**PROBLEM:** Lines before the one containing "cabinet in the photo above." are not wanted. Transcribe that line and all after it exactly, to the end of the entries.

**Point localization data:**
^^^^
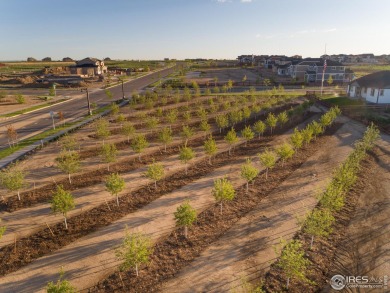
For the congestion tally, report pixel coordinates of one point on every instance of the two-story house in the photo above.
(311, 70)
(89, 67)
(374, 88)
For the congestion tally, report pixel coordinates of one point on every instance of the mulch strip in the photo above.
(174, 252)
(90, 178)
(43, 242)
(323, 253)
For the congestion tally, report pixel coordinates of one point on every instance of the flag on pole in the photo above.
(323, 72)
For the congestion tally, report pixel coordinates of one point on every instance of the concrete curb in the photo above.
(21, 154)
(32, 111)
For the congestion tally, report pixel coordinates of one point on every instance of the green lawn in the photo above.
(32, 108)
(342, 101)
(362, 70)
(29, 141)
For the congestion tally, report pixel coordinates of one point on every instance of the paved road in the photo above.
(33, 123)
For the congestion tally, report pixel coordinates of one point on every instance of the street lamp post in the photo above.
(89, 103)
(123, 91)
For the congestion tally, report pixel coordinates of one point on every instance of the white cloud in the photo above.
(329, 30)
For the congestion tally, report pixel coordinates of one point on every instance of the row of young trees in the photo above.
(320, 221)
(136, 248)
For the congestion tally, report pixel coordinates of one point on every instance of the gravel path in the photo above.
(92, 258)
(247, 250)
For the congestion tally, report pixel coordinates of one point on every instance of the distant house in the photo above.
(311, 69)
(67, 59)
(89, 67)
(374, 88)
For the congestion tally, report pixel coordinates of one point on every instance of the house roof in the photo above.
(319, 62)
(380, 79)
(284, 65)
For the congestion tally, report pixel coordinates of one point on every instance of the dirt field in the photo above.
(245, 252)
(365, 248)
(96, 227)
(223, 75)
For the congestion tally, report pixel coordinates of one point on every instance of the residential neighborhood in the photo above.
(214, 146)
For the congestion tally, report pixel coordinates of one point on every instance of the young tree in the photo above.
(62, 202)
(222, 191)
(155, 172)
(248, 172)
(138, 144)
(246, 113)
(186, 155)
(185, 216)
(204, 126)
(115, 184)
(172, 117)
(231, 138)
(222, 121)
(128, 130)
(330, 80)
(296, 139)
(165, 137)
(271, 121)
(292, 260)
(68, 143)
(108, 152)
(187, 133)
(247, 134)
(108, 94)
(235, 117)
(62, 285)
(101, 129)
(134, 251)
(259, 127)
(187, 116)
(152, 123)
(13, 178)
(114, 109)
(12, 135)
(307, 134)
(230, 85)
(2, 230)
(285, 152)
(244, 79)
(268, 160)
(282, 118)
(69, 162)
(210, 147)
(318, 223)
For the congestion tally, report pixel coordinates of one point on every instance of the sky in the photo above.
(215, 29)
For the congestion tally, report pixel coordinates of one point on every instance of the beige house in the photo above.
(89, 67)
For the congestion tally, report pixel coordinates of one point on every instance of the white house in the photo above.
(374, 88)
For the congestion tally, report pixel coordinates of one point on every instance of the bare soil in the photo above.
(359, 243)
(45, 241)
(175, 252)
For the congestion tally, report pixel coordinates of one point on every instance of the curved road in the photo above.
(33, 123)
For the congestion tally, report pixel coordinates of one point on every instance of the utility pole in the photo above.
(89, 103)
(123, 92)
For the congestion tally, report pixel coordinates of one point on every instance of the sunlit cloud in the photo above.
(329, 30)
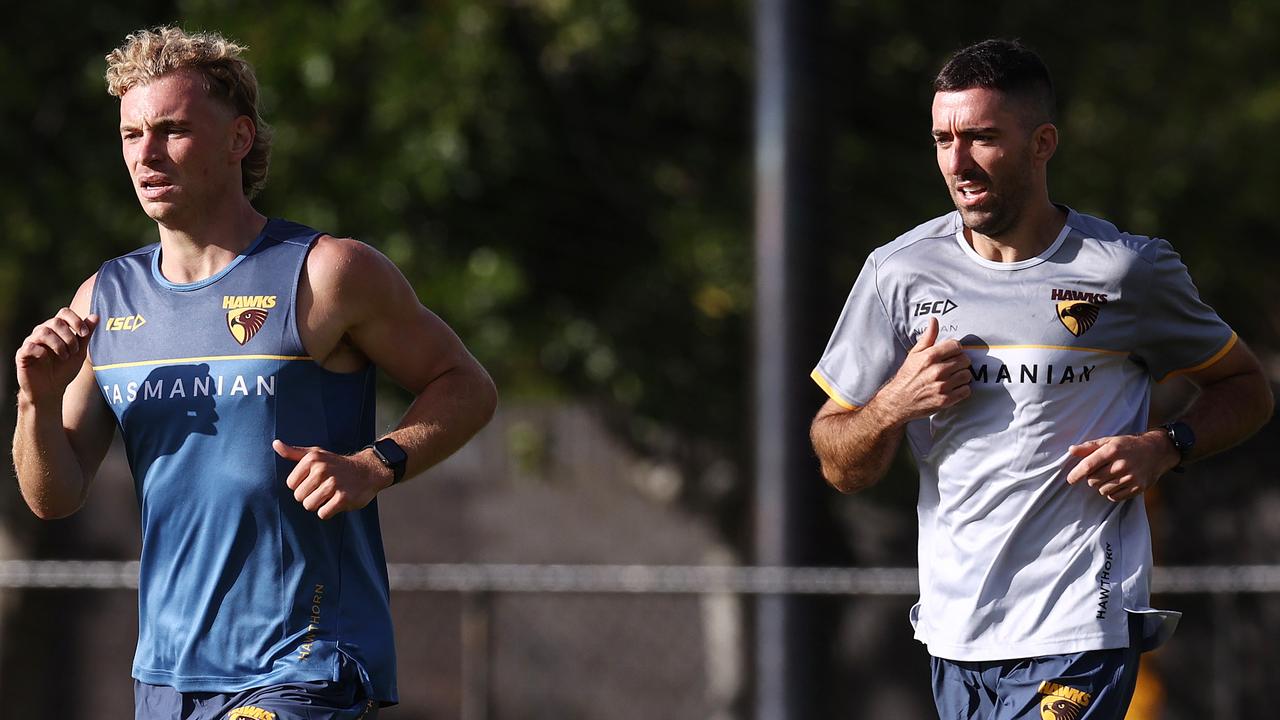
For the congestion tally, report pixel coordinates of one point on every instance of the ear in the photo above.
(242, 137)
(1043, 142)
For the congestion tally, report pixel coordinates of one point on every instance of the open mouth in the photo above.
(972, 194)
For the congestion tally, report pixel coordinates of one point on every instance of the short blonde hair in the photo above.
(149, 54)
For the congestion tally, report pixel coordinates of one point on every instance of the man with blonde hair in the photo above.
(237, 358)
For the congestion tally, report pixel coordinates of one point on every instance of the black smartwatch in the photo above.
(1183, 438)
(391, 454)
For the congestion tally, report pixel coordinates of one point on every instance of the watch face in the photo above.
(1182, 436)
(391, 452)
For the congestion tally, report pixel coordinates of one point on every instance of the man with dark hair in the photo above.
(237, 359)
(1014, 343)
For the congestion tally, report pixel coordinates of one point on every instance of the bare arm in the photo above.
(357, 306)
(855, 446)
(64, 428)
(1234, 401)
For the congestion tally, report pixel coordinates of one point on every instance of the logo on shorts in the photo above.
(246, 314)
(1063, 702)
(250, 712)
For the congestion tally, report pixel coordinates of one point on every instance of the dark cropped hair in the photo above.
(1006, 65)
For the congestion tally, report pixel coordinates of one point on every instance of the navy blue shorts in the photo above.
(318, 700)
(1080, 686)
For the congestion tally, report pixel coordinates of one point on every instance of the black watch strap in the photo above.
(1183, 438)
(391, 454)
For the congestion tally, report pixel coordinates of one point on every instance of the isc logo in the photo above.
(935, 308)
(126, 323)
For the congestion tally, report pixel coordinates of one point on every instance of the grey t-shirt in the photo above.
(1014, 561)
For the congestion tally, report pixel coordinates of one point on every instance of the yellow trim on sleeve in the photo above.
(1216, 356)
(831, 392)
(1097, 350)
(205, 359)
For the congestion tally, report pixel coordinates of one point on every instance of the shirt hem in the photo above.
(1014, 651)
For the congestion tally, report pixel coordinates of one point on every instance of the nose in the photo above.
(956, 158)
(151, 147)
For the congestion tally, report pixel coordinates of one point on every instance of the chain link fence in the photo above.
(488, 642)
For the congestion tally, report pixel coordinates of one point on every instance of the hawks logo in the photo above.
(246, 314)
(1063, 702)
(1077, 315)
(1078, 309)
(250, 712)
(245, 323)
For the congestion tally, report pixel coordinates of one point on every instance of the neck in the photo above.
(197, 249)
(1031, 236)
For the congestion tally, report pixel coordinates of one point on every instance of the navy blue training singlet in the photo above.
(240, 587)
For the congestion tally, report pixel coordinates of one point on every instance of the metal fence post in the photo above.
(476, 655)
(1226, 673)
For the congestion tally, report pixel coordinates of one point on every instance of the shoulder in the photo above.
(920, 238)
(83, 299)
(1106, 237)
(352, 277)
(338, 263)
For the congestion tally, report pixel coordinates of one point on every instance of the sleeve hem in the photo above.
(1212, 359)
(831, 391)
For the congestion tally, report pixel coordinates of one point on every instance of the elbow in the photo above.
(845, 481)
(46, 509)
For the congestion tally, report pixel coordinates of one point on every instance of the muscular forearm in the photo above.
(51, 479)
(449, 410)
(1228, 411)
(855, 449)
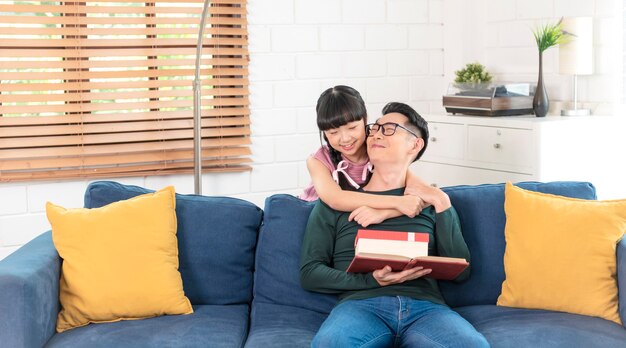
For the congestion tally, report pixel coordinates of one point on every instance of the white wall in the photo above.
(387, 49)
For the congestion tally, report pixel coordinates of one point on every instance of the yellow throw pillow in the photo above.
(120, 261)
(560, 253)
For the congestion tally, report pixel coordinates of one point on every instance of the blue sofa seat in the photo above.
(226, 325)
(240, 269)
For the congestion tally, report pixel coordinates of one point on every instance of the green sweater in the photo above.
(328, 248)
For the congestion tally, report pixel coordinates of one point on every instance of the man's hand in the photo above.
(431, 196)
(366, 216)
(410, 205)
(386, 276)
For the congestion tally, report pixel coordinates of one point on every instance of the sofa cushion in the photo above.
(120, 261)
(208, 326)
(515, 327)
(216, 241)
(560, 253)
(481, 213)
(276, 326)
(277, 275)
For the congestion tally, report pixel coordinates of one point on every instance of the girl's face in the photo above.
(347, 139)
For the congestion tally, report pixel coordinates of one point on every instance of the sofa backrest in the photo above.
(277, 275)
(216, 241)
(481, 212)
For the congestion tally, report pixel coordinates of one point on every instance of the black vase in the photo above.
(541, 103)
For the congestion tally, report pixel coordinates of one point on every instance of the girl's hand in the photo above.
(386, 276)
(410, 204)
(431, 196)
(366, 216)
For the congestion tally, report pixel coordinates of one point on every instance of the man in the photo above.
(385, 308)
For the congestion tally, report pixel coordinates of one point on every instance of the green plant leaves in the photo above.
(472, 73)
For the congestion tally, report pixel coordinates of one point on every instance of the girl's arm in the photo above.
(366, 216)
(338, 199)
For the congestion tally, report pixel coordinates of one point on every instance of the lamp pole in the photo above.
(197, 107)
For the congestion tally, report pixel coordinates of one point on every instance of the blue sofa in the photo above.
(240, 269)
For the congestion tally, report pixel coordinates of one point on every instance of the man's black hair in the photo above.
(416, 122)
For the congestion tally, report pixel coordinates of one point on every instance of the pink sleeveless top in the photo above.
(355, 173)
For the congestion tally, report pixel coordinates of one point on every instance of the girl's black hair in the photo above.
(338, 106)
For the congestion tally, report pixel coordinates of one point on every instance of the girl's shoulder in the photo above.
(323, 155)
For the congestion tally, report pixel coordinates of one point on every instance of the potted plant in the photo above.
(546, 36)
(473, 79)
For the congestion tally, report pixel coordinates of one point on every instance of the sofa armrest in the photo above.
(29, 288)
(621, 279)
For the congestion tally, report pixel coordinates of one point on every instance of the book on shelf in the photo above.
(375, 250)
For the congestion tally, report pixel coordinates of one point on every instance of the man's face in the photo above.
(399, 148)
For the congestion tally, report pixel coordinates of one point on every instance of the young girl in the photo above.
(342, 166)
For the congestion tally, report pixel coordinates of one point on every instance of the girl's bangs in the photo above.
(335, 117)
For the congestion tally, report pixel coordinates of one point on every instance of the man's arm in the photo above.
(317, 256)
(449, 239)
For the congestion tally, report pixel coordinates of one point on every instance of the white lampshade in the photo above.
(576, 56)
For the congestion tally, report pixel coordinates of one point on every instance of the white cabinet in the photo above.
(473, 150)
^^^^
**EXERCISE SOLUTION:**
For the congestion tally, report pixel coordinates of one point on every instance of the white cabinet in the photo above.
(473, 150)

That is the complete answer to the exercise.